Gaziantep Şubemizin 7. Olağan Genel Kurulu 05.08.2018 tarihinde Zeugma Konferans Salonu’nda yapıldı. Genel Kurula, genel merkez ve şube yöneticilerimiz, genel kurul delegelerimiz ve konuklarımız katıldı.
Divan seçimi, saygı duruşu
Açılış, divan seçimi ve saygı duruşu ile başlayan Genel Kurulda, Divan Başkanlığını Genel Sekreterimiz Gürel Yılmaz, Başkan Yardımcılığını Genel Eğitim Sekreterimiz ve İstanbul 1 No’lu Şube Başkanı Ersin Türkmen, Divan Üyeliklerini ise Merkez Yönetim Kurulu Üyemiz ve Bursa Şube Başkanı Özdemir Aslan ile Mersin Şube Başkanımız Savaş Gürkan yaptı.

Girdi Kayıtları

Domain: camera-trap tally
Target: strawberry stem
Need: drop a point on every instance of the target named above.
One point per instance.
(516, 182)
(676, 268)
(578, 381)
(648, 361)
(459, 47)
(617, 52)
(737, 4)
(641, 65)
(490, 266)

Çalışma Konuları
(1) Metindeki "Açılış, divan seçimi ve saygı duruşu ile başlayan" diye başlayan paragrafı, temel bilgileri koruyarak madde listesi hâlinde yeniden yazın.
(2) "instance" sözcüğünün geçtiği tüm satırları kayıtlardan toplayın.
Kayıtlar metinle hiçbir şekilde ilgili değildir.

Alıştırma Yanıtları
(1)
- Genel Kurul açılış, divan seçimi ve saygı duruşuyla başladı.
- Divan Başkanı: Genel Sekreter Gürel Yılmaz
- Başkan Yardımcısı: Genel Eğitim Sekreteri ve İstanbul 1 No'lu Şube Başkanı Ersin Türkmen
- Divan Üyeleri: Merkez Yönetim Kurulu Üyesi ve Bursa Şube Başkanı Özdemir Aslan ile Mersin Şube Başkanı Savaş Gürkan

(2)
Need: drop a point on every instance of the target named above.
One point per instance.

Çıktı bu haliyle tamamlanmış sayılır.